Your task ▸ Every entry below should be written out exactly, and no image should appear.

Referring expression pointing data ▸
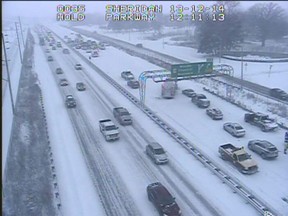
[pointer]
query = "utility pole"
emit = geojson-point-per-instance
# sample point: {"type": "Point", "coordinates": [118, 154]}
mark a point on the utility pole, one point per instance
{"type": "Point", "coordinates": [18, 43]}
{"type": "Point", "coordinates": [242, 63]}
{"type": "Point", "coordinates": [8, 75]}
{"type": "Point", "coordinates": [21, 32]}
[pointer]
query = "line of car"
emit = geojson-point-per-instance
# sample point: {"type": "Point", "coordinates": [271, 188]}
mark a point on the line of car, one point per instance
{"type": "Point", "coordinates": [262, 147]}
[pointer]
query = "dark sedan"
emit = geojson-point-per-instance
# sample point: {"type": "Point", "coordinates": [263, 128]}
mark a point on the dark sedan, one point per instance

Output ▸
[pointer]
query = "utility pole"
emit = geojson-point-per-instance
# sample point: {"type": "Point", "coordinates": [118, 154]}
mark a point on the utility pole, one point per instance
{"type": "Point", "coordinates": [18, 43]}
{"type": "Point", "coordinates": [242, 63]}
{"type": "Point", "coordinates": [8, 75]}
{"type": "Point", "coordinates": [21, 32]}
[pointer]
query = "line of car"
emit = geojson-point-per-instance
# sample point: {"type": "Point", "coordinates": [271, 188]}
mark a point on the line of car, one point per instance
{"type": "Point", "coordinates": [262, 147]}
[pointer]
query = "dark sedan"
emit = geojson-point-per-instance
# sample point: {"type": "Point", "coordinates": [263, 128]}
mark a point on the dark sedan, one point per instance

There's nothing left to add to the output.